**Work item**
A line below contains "Point out the sepia", and a later one contains "Point out the building". Repeat both, with every line between them, exactly.

***** Data

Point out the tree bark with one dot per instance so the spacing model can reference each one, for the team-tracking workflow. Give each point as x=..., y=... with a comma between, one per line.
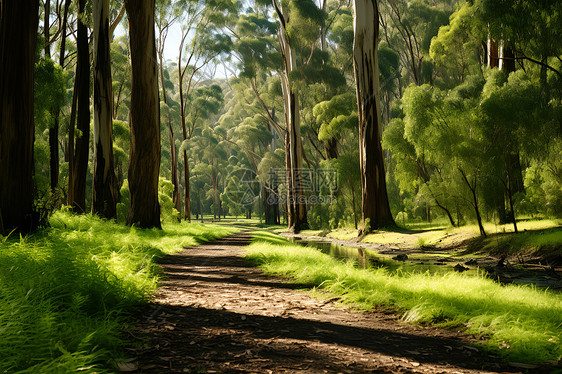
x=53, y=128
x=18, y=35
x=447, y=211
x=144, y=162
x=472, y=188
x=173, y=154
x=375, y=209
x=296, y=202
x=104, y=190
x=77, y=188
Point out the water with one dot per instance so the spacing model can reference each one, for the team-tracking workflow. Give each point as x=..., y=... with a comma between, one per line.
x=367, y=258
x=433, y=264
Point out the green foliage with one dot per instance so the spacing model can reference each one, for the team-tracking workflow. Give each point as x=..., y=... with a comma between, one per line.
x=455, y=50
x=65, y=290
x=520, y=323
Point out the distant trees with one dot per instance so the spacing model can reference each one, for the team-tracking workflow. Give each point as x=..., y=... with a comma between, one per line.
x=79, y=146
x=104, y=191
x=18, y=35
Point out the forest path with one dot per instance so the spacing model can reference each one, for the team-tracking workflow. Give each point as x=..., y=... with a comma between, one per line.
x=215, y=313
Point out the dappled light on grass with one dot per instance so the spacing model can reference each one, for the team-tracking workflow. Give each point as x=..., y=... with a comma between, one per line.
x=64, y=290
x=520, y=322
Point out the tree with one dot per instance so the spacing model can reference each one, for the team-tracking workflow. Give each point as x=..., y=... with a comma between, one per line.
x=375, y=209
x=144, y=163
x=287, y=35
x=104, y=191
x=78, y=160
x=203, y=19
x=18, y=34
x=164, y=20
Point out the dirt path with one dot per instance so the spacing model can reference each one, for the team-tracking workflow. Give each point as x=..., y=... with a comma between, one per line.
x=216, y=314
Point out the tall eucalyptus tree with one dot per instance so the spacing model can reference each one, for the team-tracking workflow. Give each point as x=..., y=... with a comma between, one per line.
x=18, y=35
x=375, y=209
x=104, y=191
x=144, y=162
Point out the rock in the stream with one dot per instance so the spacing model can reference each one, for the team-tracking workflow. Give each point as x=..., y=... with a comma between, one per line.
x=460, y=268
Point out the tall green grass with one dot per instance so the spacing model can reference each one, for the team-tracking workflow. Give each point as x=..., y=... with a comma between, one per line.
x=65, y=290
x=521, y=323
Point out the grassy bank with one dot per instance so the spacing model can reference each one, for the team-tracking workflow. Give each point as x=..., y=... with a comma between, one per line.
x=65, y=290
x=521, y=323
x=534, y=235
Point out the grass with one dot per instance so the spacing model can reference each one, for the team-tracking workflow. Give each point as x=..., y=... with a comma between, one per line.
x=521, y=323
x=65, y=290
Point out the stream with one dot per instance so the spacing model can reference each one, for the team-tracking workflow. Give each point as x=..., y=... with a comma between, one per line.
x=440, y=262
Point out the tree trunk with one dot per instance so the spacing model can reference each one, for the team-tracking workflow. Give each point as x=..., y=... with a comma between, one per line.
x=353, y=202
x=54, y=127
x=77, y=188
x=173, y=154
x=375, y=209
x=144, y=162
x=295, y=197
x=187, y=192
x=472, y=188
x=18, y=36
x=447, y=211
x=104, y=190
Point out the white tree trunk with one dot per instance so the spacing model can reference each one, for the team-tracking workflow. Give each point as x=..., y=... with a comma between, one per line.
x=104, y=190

**********
***** Data

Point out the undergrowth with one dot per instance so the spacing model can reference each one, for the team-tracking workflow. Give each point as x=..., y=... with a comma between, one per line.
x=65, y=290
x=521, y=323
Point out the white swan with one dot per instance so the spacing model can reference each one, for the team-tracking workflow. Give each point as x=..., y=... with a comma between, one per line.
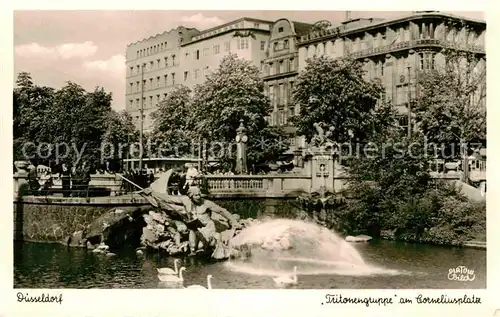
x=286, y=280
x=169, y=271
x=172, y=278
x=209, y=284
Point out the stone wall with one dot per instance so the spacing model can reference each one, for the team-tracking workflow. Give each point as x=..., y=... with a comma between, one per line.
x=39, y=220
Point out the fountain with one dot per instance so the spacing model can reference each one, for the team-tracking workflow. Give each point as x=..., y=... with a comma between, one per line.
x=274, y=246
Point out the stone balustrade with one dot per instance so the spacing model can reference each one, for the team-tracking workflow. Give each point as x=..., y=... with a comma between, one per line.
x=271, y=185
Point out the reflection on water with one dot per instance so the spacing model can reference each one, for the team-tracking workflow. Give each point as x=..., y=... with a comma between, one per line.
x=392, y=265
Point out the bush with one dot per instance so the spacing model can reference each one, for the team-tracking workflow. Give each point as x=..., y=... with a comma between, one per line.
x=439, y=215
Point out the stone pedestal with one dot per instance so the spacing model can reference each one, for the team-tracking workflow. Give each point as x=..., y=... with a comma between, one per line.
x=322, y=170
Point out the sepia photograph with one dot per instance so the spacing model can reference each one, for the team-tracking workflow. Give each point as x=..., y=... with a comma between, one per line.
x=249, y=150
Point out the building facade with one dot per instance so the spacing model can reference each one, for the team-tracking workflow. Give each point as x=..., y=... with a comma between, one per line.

**********

**Result below**
Point out the sepia photograph with one dot per instance so the spacing model can reference each one, for the team-tracking workflow. Give each point as x=..., y=... with a comma between, one per line.
x=249, y=150
Point out the building facade with one dot per instance so the spacing model can reference each one, for the team-tracking workflow. Give each point as x=..., y=... with a comma between, one per line.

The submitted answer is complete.